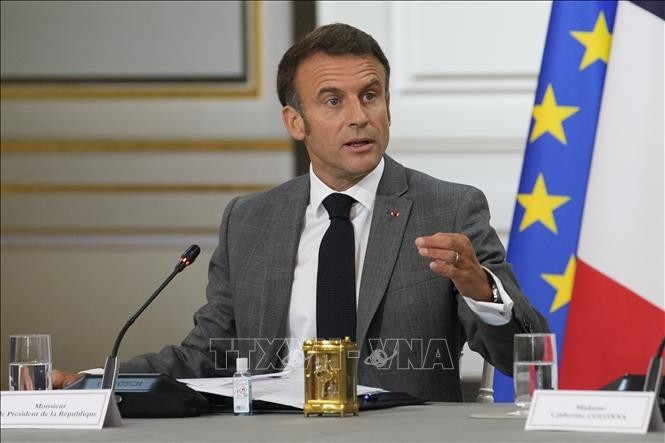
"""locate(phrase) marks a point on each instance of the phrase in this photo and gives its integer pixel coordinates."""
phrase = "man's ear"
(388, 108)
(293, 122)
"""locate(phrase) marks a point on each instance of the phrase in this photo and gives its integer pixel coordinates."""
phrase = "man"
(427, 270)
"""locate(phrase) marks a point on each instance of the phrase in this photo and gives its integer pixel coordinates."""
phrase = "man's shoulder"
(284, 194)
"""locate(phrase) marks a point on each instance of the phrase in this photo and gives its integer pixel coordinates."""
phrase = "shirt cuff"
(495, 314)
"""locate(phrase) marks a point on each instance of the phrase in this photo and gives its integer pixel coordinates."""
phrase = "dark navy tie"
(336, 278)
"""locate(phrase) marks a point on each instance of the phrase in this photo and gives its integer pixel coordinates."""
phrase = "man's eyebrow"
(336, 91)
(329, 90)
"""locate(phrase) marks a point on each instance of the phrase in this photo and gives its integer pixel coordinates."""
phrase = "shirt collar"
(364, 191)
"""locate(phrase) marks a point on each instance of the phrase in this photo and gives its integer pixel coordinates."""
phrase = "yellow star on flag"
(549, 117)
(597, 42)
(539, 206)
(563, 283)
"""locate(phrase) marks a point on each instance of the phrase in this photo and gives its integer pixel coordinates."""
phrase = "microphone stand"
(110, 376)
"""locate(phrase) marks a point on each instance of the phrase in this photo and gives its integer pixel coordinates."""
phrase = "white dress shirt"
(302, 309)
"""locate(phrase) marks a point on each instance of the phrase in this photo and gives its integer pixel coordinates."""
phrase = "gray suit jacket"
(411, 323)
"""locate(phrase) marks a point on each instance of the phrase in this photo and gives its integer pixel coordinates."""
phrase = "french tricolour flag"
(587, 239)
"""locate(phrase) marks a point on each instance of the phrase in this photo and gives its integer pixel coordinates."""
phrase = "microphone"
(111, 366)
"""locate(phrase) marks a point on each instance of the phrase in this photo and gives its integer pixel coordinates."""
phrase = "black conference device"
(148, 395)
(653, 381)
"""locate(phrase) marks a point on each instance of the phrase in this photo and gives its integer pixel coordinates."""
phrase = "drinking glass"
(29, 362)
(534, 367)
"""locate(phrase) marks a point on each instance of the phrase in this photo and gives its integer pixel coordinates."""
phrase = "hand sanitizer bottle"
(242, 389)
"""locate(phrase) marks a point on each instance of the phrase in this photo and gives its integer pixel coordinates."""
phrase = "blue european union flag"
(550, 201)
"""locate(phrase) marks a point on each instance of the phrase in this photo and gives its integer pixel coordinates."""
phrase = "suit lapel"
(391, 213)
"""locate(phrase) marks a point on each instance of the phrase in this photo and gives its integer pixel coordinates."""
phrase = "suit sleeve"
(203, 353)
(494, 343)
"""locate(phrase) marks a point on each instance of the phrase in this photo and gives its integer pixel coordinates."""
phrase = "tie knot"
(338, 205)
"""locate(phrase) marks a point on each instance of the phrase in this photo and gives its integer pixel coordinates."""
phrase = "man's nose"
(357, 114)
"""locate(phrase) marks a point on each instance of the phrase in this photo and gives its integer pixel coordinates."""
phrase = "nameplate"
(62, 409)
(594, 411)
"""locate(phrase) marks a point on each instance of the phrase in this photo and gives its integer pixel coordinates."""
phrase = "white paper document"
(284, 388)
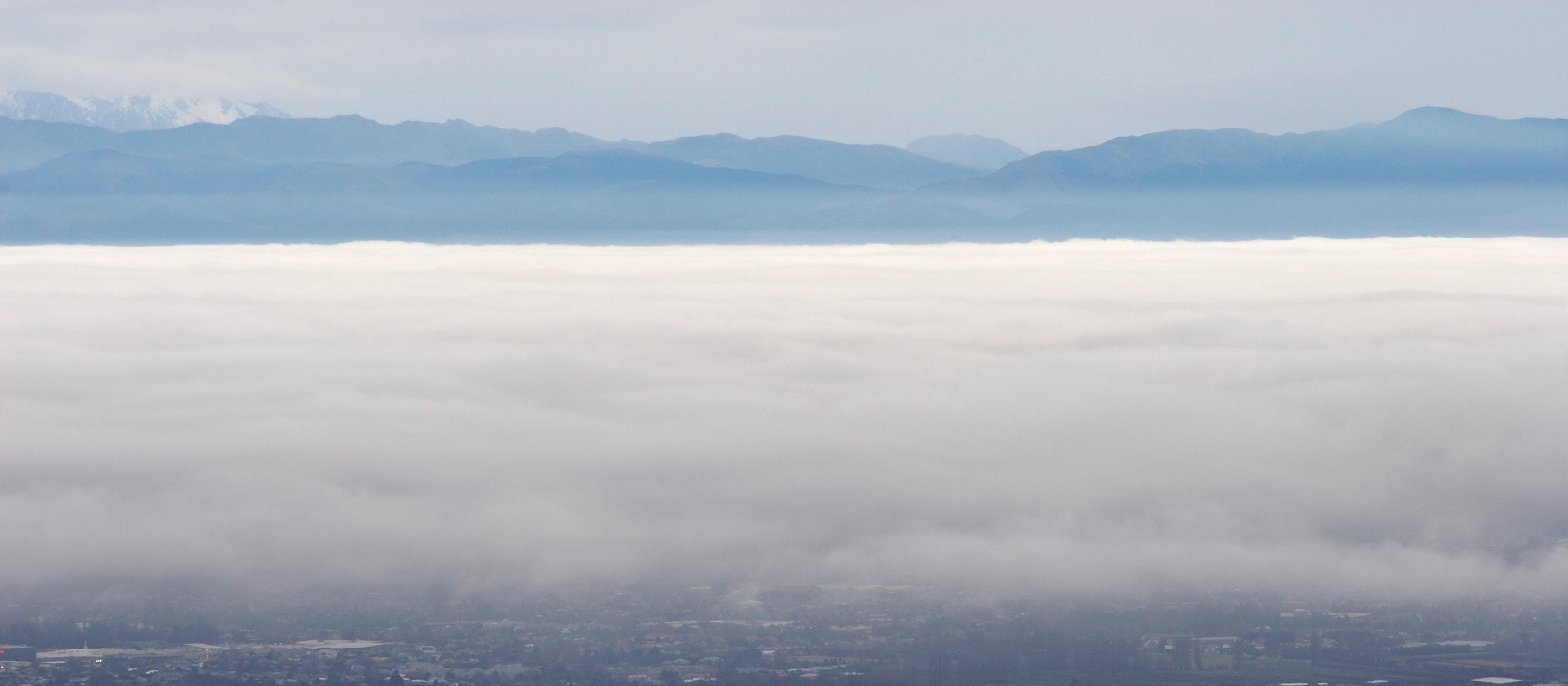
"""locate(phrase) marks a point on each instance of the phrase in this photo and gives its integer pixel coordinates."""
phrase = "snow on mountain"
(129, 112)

Short task | Set down all the entries exactly as they appear, but skip any pictures.

Task solution |
"""locate(phrase) marks a point on each instance of the phrase in this photo and gives its integer pixel coordinates."""
phrase = "man's ear"
(388, 108)
(293, 122)
"""locate(phrase) marks a point on each instance of the phrase in this photo and gives its integer pixel coordinates."""
phrase = "man"
(427, 270)
"""locate(phrase) marks a point on each instance of the phrase in this photo and gives its integer pixel coordinates."""
phrase = "man's shoulder"
(284, 194)
"""locate(phrase) marks a point on each instance of the phrase in this photo and gives its integer pixel coordinates."""
phrase = "shirt cuff"
(495, 314)
"""locate(phrase) marks a point on each instance of the phrase in this photo and gives its integer pixel coordinates."""
phrase = "dark navy tie"
(336, 278)
"""locate(phrase) marks a point on each instance of the phrase in this photo and gives its integer pixel coordinates."""
phrase = "man's eyebrow"
(336, 91)
(329, 90)
"""locate(phrase) marks a point on each instance of the phrase in this photo and gives its integer pixel coordinates."""
phrase = "shirt collar"
(364, 191)
"""locate(phrase) marks a point on each instance of the phrase in this photo and gives its integer pixel coordinates."""
phrase = "yellow star on flag"
(549, 117)
(597, 42)
(539, 206)
(563, 283)
"""locate(phrase) marks a point on each instance of the phrase in this photo and gives its integer pixel coordinates."""
phrase = "microphone stand"
(110, 376)
"""locate(phrase) marks a point on each instance of the phrase in this photo and gives its integer pixel coordinates."""
phrase = "white dress shirt"
(302, 309)
"""locate(phrase) marks a point on each instance of the phrase in this photo and gives its integer pixel coordinates."""
phrase = "gray suit jacket"
(411, 323)
"""locate(phrase) marks a point on each instance of the phrase in this photo and gives its integer pixel coordinates."""
phrase = "french tricolour flag"
(587, 239)
"""locate(phrase) marks a point on each instance of the phrase in this photo and gives its integer pixel coordinates."""
phrase = "microphone"
(111, 366)
"""locate(phrase) marks a point on each instance of the phrase in this photo and gives its integer pixel coordinates."""
phrase = "black conference device"
(148, 395)
(653, 381)
"""locate(phrase) marks a point on each instance of the phrase in this photo and gives its integer pixel coordinates."""
phrase = "drinking glass"
(29, 362)
(534, 367)
"""locate(phrase) marks a point on each instance of the phrase in this photo and gives its integer pixel coordinates."""
phrase = "hand sanitizer bottle"
(242, 389)
"""locate(phrase) marks a point on each instance of the phrase in this photo and gives its integer pixel coordinates."""
phrase = "blue european union flag"
(550, 201)
"""locate(phrase) marks a point on each instance of the phrase in this photo and gives its integer pixel coordinates."""
phrase = "suit lapel"
(391, 213)
"""locate(phrase) marks a point on each instance of the phrase in this photo and gives its integer pixel coordinates."""
phrase = "suit sleeve"
(203, 353)
(494, 343)
"""locate(phrase) marks a point on each instance of the phrase in this photo and gives its integer pixel coordinates."""
phrase = "tie knot"
(338, 205)
"""locate(phrase) marks a point on each instance of the phrase in this photo and gives its integer pixel coordinates."""
phrase = "man's nose"
(357, 114)
"""locate(phrase) marks a point on each instance of the phrase in this photo and gives its integer pixel coordinates."""
phrase = "nameplate"
(62, 409)
(594, 411)
"""locate(phrase) marks a point on each instance of the phrase in this photo and gives its integer pixel coordinates."""
phrase = "white paper document"
(284, 388)
"""locate(phrase) marks a point on each instance of the phrase in this photo and gives its integer pixel coordinates."""
phrase = "snow on mountain"
(129, 112)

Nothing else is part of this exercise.